## PROMPT
In the listing, rewrite the stretch from the line containing "Where can the dog's ear" through the line containing "column 225, row 66", replacing "dog's ear" with "dog's tail" and keeping everything else the same. Give only those lines.

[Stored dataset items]
***

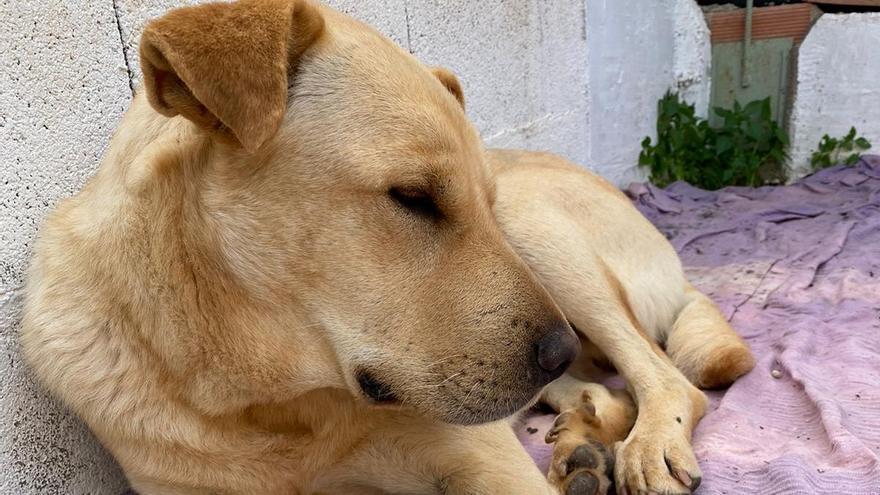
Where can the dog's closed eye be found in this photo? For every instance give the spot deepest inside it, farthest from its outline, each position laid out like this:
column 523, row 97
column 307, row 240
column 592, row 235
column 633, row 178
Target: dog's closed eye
column 417, row 201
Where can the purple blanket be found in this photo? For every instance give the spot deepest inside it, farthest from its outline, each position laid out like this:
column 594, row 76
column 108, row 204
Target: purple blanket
column 796, row 269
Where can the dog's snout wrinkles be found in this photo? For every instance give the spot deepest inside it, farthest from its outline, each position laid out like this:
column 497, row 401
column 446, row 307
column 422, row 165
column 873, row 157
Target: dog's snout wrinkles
column 556, row 350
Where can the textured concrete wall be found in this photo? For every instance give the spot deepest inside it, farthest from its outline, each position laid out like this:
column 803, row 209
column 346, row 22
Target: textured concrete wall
column 639, row 49
column 838, row 84
column 68, row 72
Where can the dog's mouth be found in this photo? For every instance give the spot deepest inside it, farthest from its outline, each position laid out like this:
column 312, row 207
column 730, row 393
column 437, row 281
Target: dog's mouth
column 376, row 390
column 489, row 406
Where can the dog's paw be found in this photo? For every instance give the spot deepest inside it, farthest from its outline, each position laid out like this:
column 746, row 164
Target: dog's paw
column 581, row 464
column 658, row 462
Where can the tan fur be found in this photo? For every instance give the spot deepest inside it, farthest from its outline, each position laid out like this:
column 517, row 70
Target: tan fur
column 207, row 302
column 621, row 284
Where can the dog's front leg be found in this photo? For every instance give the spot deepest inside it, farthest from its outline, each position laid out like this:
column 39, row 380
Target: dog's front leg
column 657, row 456
column 415, row 456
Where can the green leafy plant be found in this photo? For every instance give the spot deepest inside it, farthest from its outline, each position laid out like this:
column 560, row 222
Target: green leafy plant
column 832, row 151
column 748, row 149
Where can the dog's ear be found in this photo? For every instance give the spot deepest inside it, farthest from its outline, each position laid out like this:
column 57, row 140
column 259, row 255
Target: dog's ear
column 448, row 79
column 225, row 66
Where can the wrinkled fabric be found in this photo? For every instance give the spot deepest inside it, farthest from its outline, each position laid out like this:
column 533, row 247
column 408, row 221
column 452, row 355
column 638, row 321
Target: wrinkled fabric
column 796, row 270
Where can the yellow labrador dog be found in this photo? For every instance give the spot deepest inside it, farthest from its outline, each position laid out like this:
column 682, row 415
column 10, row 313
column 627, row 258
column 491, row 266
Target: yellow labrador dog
column 288, row 277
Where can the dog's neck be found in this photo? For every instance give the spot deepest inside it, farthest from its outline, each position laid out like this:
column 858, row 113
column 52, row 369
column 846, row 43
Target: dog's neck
column 179, row 256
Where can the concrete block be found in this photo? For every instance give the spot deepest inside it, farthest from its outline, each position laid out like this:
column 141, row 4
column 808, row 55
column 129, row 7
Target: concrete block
column 838, row 84
column 62, row 89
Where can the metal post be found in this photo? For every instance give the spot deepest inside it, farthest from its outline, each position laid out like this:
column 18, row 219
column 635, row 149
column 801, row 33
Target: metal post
column 747, row 45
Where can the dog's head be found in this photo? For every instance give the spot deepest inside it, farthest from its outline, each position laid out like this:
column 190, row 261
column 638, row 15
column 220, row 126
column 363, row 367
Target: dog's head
column 344, row 181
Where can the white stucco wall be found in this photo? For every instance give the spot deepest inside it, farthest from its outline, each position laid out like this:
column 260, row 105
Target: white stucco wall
column 68, row 67
column 838, row 84
column 639, row 49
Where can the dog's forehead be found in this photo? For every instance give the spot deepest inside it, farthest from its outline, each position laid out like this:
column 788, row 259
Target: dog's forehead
column 368, row 101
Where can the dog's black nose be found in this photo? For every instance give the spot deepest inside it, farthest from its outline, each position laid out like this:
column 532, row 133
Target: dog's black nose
column 556, row 350
column 375, row 389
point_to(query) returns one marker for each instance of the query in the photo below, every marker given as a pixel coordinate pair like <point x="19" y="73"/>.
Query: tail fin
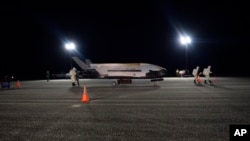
<point x="88" y="62"/>
<point x="80" y="63"/>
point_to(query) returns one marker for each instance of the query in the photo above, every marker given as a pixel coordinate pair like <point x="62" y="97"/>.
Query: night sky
<point x="34" y="34"/>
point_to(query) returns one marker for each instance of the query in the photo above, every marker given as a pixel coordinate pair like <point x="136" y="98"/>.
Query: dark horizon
<point x="35" y="33"/>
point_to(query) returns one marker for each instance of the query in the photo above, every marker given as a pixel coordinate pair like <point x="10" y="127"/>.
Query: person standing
<point x="47" y="75"/>
<point x="72" y="74"/>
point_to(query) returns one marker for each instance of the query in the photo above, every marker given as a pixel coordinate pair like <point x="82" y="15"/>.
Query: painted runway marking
<point x="76" y="105"/>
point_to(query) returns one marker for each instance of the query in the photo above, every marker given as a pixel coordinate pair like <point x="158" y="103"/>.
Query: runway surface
<point x="176" y="110"/>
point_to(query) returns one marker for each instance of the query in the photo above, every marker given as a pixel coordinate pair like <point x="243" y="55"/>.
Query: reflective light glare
<point x="185" y="40"/>
<point x="70" y="46"/>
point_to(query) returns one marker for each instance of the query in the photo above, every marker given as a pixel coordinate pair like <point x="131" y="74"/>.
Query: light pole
<point x="70" y="46"/>
<point x="185" y="40"/>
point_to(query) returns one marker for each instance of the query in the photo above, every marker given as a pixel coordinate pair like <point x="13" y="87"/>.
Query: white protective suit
<point x="72" y="74"/>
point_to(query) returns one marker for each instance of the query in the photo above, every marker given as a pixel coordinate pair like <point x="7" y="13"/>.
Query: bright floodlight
<point x="70" y="46"/>
<point x="185" y="40"/>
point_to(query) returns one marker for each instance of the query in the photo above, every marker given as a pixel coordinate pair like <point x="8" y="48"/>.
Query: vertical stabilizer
<point x="80" y="63"/>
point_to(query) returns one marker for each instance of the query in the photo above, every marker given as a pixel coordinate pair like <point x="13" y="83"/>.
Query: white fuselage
<point x="124" y="69"/>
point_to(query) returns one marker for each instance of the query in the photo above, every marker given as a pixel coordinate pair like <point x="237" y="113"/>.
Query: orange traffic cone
<point x="18" y="84"/>
<point x="85" y="97"/>
<point x="198" y="80"/>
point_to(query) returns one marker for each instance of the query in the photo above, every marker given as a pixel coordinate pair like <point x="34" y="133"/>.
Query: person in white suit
<point x="206" y="73"/>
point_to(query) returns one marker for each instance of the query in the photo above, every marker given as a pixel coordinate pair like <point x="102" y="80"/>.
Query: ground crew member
<point x="207" y="72"/>
<point x="195" y="73"/>
<point x="47" y="75"/>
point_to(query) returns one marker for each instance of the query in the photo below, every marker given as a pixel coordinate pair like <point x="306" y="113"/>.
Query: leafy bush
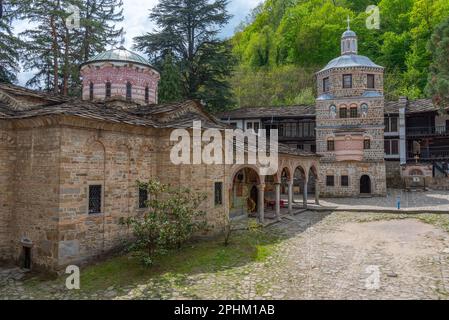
<point x="171" y="217"/>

***

## TASK SOLUTION
Where can the dog's tail be found in this photo? For every instance give the spot deepest inside it, farthest from its outline, each position laid out like this:
column 57, row 140
column 259, row 255
Target: dog's tail
column 448, row 79
column 225, row 66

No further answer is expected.